··· Dataset entries

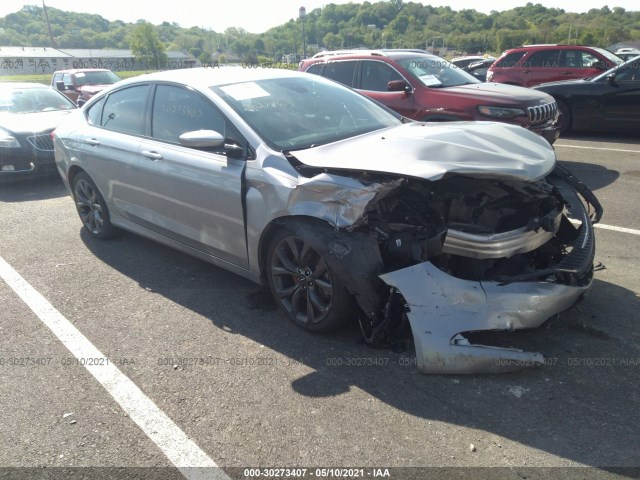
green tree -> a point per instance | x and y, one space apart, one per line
146 46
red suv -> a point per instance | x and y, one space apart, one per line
79 85
427 88
534 64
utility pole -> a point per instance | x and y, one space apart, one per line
302 12
46 16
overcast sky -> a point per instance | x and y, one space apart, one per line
258 16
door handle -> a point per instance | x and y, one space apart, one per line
151 155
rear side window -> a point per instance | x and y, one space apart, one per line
510 60
177 110
342 72
544 59
124 110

······

| Required task |
Repeat the data exactly, without the pictures.

| Answer for the task |
green tree -> a point per instance | x and y, one space apart, one per line
146 46
red suv -> a point per instance | x and y, one space apart, one per line
79 85
427 88
534 64
utility pole -> a point per instance | x and y, one space apart, one per line
302 12
46 16
overcast sky -> a point per instance | x and y, one space apart, one per line
258 16
door handle -> a point per instance | x and y, one space apart, one per line
151 155
rear side window -> a point per instance | x and y, one space apart, one per line
510 60
177 110
342 72
544 59
124 110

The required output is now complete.